▶ _Given exercise_
Find every line in the records that contains the word "visible" and copy each of those lines. Case matters.

▶ _Input material_
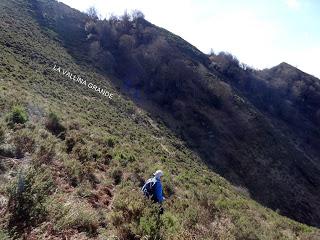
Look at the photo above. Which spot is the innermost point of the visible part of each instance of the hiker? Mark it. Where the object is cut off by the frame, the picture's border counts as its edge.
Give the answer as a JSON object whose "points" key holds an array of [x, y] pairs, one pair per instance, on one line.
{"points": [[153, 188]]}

---

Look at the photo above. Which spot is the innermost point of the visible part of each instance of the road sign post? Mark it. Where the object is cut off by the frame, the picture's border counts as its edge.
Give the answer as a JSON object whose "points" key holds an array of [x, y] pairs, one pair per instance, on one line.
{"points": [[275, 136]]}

---

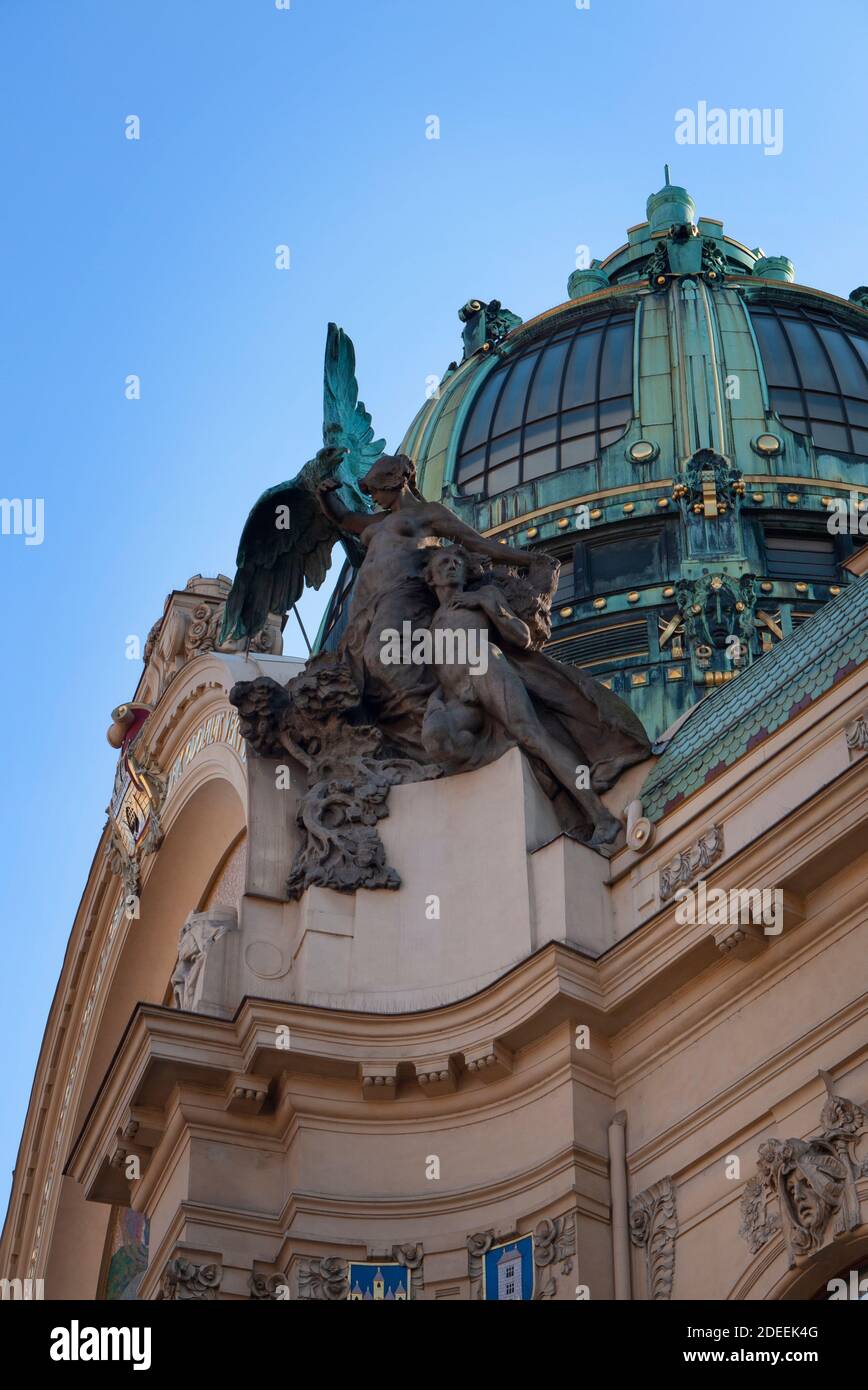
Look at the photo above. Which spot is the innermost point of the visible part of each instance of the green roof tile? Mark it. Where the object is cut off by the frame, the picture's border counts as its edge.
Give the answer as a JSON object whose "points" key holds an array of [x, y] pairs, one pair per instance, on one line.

▶ _Answer in full_
Look at the photo above. Which spot is the innermost point of the visible part of each instance of the hiker? Mark it. Where the object is cut off by the frame, the picture's border counts as its edge.
Look at the photo above. Which spot is the innermost point of the visible part of each instance of the road sign post? Mark it. Where the object is cut off by the frame, the picture's border counts as its edge.
Look at the photo above. Which spot is the innermost point of the visible part of each instance of the green roof tile? Mark it. Where the object is cut off by the frame, the picture's border counts as its edge.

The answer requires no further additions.